A run of records
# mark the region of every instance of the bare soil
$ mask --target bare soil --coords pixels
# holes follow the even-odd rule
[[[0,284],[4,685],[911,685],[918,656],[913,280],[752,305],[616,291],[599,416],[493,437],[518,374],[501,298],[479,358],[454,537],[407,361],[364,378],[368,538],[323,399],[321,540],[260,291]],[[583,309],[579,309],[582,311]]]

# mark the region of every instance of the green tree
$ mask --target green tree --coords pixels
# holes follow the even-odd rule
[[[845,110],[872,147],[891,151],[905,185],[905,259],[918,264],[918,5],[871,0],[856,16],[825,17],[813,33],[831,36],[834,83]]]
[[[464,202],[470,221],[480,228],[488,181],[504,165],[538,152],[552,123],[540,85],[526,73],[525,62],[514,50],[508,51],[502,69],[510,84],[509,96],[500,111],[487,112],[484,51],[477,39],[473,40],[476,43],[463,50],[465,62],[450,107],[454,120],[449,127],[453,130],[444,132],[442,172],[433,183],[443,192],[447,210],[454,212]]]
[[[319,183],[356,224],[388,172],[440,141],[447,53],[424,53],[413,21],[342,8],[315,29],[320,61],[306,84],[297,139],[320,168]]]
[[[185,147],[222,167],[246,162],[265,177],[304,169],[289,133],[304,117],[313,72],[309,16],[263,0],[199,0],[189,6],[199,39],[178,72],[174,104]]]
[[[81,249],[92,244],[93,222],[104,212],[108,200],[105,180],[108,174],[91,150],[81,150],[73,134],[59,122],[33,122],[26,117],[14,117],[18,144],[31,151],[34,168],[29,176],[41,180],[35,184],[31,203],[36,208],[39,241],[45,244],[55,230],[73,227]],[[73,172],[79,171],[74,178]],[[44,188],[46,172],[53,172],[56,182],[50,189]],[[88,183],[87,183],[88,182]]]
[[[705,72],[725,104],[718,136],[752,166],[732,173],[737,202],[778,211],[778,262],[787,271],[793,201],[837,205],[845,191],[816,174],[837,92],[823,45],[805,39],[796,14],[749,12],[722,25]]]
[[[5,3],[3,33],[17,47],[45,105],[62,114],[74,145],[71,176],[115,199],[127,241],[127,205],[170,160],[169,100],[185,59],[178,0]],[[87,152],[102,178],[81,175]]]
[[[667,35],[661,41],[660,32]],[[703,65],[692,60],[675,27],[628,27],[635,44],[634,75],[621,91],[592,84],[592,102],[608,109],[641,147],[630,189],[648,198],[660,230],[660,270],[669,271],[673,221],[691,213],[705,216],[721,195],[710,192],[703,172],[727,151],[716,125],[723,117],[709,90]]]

(WHAT IS ASKED): Report how many of the lines above contain the word "soil", giving only the number.

(WRITTEN RESPONSE): 2